Data records:
* start *

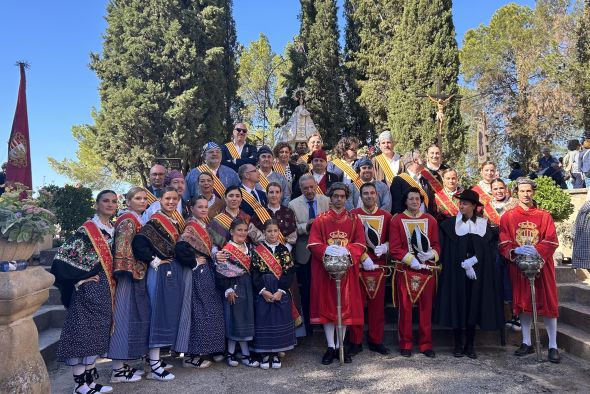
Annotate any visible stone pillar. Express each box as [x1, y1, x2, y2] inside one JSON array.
[[0, 267, 55, 393]]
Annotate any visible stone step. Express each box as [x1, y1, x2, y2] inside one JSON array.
[[555, 265, 578, 283], [33, 305, 66, 332], [558, 301, 590, 333], [39, 328, 61, 364], [43, 286, 61, 305], [557, 283, 590, 305]]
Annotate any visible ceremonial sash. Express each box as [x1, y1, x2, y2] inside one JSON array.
[[254, 243, 303, 327], [272, 162, 288, 178], [332, 159, 362, 185], [82, 220, 115, 308], [115, 212, 141, 232], [225, 142, 240, 160], [254, 243, 283, 280], [223, 242, 250, 273], [213, 212, 234, 231], [241, 187, 270, 224], [471, 185, 500, 225], [150, 212, 180, 242], [197, 164, 225, 198], [399, 172, 430, 209], [186, 220, 213, 255], [360, 269, 385, 300], [258, 170, 270, 190], [375, 154, 395, 184]]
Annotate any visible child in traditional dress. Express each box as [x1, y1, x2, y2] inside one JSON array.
[[51, 190, 117, 394], [216, 218, 259, 367], [174, 195, 225, 368], [252, 219, 295, 369]]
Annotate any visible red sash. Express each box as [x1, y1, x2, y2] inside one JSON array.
[[186, 220, 213, 255], [150, 211, 180, 242], [82, 220, 115, 307], [360, 269, 385, 300], [223, 242, 250, 273], [471, 185, 500, 225], [115, 212, 141, 232]]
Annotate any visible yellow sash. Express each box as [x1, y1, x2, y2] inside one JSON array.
[[375, 153, 395, 183], [399, 172, 430, 209], [197, 164, 225, 198], [225, 142, 240, 159]]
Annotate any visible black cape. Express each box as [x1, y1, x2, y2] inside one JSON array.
[[434, 216, 504, 330]]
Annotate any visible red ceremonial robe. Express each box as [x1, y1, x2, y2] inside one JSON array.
[[500, 205, 559, 317], [307, 209, 366, 325]]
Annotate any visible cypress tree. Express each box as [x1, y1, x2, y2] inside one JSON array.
[[90, 0, 236, 184], [388, 0, 464, 162]]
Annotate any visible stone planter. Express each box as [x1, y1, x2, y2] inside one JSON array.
[[0, 237, 37, 261], [0, 266, 55, 393]]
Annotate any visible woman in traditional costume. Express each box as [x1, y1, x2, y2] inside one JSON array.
[[175, 195, 225, 368], [252, 219, 295, 369], [435, 190, 504, 358], [131, 187, 183, 381], [208, 186, 250, 249], [215, 218, 259, 367], [51, 190, 117, 394], [109, 187, 150, 383]]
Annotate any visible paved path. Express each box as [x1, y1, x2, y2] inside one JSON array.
[[48, 335, 590, 394]]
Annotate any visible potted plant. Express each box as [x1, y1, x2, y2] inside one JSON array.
[[0, 185, 55, 261]]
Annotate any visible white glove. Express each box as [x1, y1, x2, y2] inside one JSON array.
[[374, 244, 388, 257], [150, 257, 162, 271], [418, 249, 434, 263], [465, 267, 477, 280], [410, 258, 422, 271], [461, 256, 477, 269], [363, 257, 379, 271]]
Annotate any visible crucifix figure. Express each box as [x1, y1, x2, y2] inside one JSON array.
[[416, 79, 463, 146]]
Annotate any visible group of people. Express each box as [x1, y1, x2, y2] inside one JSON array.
[[52, 123, 560, 394]]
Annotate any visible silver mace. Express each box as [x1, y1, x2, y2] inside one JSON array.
[[516, 249, 545, 363], [323, 254, 352, 365]]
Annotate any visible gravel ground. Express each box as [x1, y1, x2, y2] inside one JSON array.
[[48, 334, 590, 393]]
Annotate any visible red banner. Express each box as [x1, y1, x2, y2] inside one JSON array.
[[6, 63, 33, 190]]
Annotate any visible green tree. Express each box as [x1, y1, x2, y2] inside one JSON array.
[[344, 0, 404, 131], [91, 0, 237, 184], [387, 0, 465, 162], [238, 34, 286, 145], [460, 0, 578, 169]]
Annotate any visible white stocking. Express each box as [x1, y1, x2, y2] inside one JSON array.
[[520, 312, 533, 346]]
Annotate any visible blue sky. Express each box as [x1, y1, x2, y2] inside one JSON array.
[[0, 0, 534, 189]]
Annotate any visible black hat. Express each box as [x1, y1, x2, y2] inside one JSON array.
[[457, 189, 483, 206]]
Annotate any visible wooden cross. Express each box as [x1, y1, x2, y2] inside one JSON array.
[[416, 79, 463, 147]]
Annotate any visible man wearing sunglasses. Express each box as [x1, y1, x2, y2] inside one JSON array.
[[221, 123, 257, 172]]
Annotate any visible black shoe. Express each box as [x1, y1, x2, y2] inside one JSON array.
[[369, 343, 391, 356], [549, 348, 561, 364], [463, 346, 477, 359], [514, 343, 535, 357], [344, 343, 363, 356], [322, 347, 336, 365], [399, 349, 412, 357]]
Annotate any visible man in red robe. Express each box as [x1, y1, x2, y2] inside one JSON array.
[[307, 182, 366, 365], [500, 178, 561, 363], [348, 183, 391, 355], [389, 187, 440, 358]]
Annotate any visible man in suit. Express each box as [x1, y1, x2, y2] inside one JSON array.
[[148, 164, 166, 198], [289, 174, 330, 335], [221, 123, 257, 171], [238, 164, 268, 219], [390, 150, 436, 215]]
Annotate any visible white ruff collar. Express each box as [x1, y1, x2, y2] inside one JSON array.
[[455, 212, 488, 237]]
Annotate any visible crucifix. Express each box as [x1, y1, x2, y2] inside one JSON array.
[[416, 79, 463, 147]]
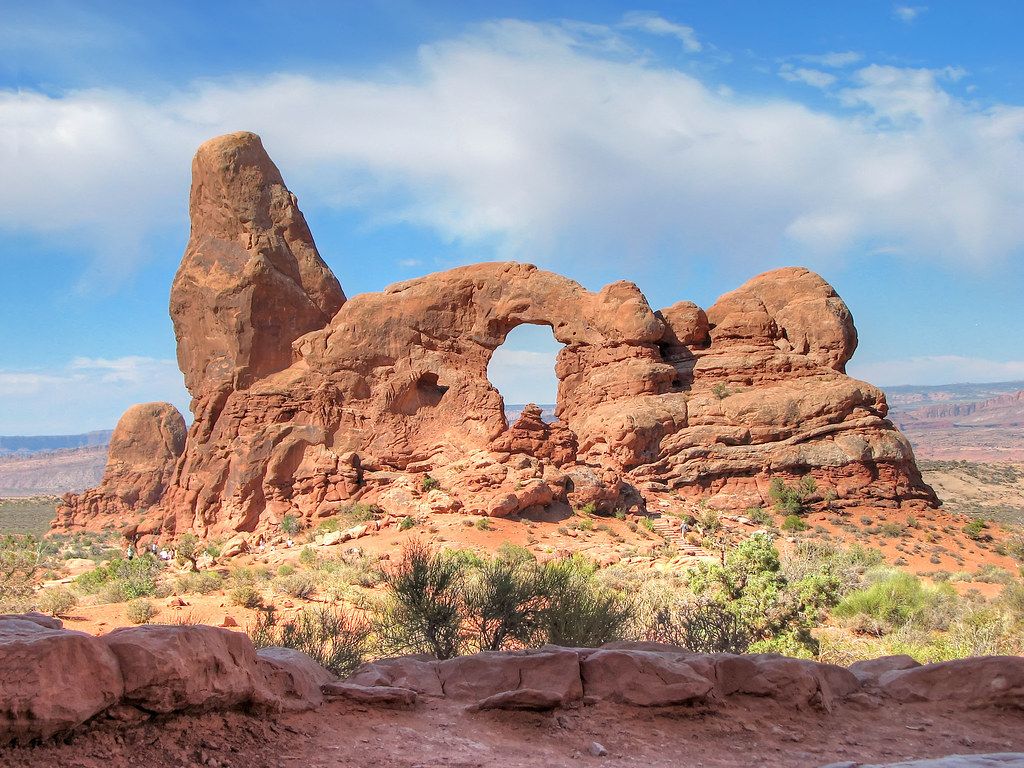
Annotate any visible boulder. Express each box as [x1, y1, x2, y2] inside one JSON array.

* end *

Written request: Reproduce every line of the records above verbatim, including each box list, and omit the pictures.

The answer:
Annotate any visible stone pillar. Express each box as [x1, y1, x2, y2] inside one JSON array.
[[0, 267, 55, 393]]
Annotate any visible stone step. Express each box as [x1, y1, x2, y2] inside one JSON array.
[[555, 265, 578, 283], [33, 305, 66, 332], [558, 301, 590, 333], [39, 328, 61, 364], [43, 286, 61, 305], [557, 283, 590, 305]]
Annotate any visible ceremonial sash. Express each box as [x1, y1, x2, y2] inside one JSON array.
[[254, 243, 303, 327], [272, 162, 288, 178], [332, 159, 362, 185], [82, 220, 115, 308], [115, 212, 141, 232], [225, 142, 240, 160], [254, 243, 283, 280], [223, 242, 250, 273], [213, 212, 234, 231], [241, 187, 270, 224], [471, 185, 500, 225], [150, 212, 180, 242], [197, 164, 225, 198], [399, 172, 430, 209], [186, 220, 213, 255], [360, 269, 385, 300], [258, 170, 270, 190], [375, 154, 395, 184]]
Annotate any visible child in traditional dress. Express each box as [x1, y1, x2, y2] inside one JSON array.
[[51, 190, 117, 394], [216, 218, 259, 367], [174, 195, 225, 368], [252, 219, 295, 369]]
Annotate any visible red sash. Express each box as [x1, y1, x2, y2] inside one JSON array.
[[186, 220, 213, 255], [150, 211, 180, 242], [82, 220, 115, 307], [360, 269, 385, 300], [223, 242, 250, 273], [471, 185, 500, 225], [115, 212, 141, 232]]
Annotate any visible yellow sash. Express each box as [x1, y1, x2, y2] inside one JSON array.
[[375, 153, 395, 183], [399, 172, 430, 209], [197, 164, 225, 198], [225, 142, 240, 159]]
Annotate any visible black cape. Express each box as [x1, y1, x2, y2] inside one JSON array.
[[434, 216, 504, 330]]
Annotate any visible red ceremonial robe. Express each box as [x1, y1, x2, y2] inside one JSON array.
[[500, 205, 559, 317], [307, 209, 366, 325]]
Annotate any visible cypress tree. Express each box as [x1, y1, x2, y2] inside one JSON array.
[[90, 0, 236, 184], [388, 0, 464, 162]]
Annotate any visible stone planter. Express each box as [x1, y1, x2, y2] inside one JSON array.
[[0, 237, 37, 261], [0, 266, 55, 393]]
Annotate any visible woman in traditional costume. Express each box as [x1, y1, x2, y2] inside one JSON array.
[[175, 195, 225, 368], [252, 219, 295, 369], [435, 190, 504, 358], [131, 187, 183, 381], [208, 186, 250, 249], [215, 218, 259, 367], [51, 190, 117, 394], [109, 187, 150, 383]]
Annotate any visible paved path. Express each box as [x1, y1, x2, y2] inside one JSON array.
[[48, 335, 590, 394]]
Annotate any visible potted plant. Express each box as [x1, y1, x2, y2] inside one JSON array.
[[0, 185, 55, 261]]
Annotate any visible white glove. Express each box as [x1, y1, x2, y2] inside one JSON array.
[[374, 244, 388, 257], [150, 257, 162, 271], [418, 249, 434, 263], [465, 267, 477, 280], [410, 258, 422, 271], [461, 256, 477, 269], [363, 257, 379, 271]]
Annotate any visible crucifix figure. Express each box as [x1, y1, x2, y2] inside one JSON array.
[[416, 79, 463, 146]]
Annotate any visible group of people. Express each box as [x1, y1, x2, y2] inside one JSON array.
[[52, 123, 560, 394]]
Annotate any visible silver mace. Express each box as [x1, y1, x2, y2] inside one JSON array.
[[516, 249, 545, 363], [323, 254, 352, 365]]
Annotate any visible gravel ground. Express each box as [x1, y1, x2, y2] inside one JSON array.
[[48, 334, 590, 393]]
Annotate any visible red banner. Express each box as [x1, y1, x2, y2] inside one JSON array.
[[6, 63, 33, 190]]
Annotate any visible green tree. Express each box as [x1, y1, x2, y2] inside one JSON array.
[[344, 0, 404, 131], [91, 0, 237, 184], [387, 0, 465, 162], [238, 34, 286, 145], [460, 0, 578, 169]]
Annotate any visible white stocking. Express each box as [x1, y1, x2, y2] inside one JSON array.
[[520, 312, 533, 346]]
Annotate any visible blue sky. Express each box as [x1, y1, x2, y2] inside one JSON array.
[[0, 0, 534, 189]]
Annotate any visible black hat. Express each box as [x1, y1, x2, y2] inside one JSON array.
[[457, 189, 483, 206]]
Annotate any visible wooden cross. Express each box as [x1, y1, x2, y2] inside one JSON array.
[[416, 79, 463, 147]]
Annotate any visible man wearing sunglasses. Express each box as [x1, y1, x2, y2] inside one JSON array.
[[221, 123, 257, 172]]
Annotate any visible black shoe. Express each box as [x1, y1, x2, y2] inside one JSON array.
[[369, 343, 391, 356], [549, 348, 561, 364], [463, 346, 477, 359], [514, 343, 535, 357], [344, 343, 363, 356], [322, 347, 336, 365], [399, 349, 412, 357]]
Annotate any visible man in red robe. Express each box as [x1, y1, x2, y2] inside one JSON array.
[[307, 182, 366, 365], [500, 178, 561, 363], [348, 183, 391, 355], [389, 187, 440, 358]]
Annotate any visible man in suit. Express each box as [x1, y1, x2, y2] inside one JSON array.
[[148, 164, 166, 198], [289, 174, 330, 335], [221, 123, 257, 171], [238, 164, 268, 219], [390, 150, 436, 215]]
Annotate any visible white ruff collar. Express each box as [x1, y1, x2, y2] inside one JSON array.
[[455, 212, 488, 237]]
Annotate any visible crucifix. Express each box as [x1, y1, x2, y2] inside one JSON array.
[[416, 79, 463, 147]]
Annotate any visible boulder. Express each box as [x1, y1, x2, y2] inside one JSON array.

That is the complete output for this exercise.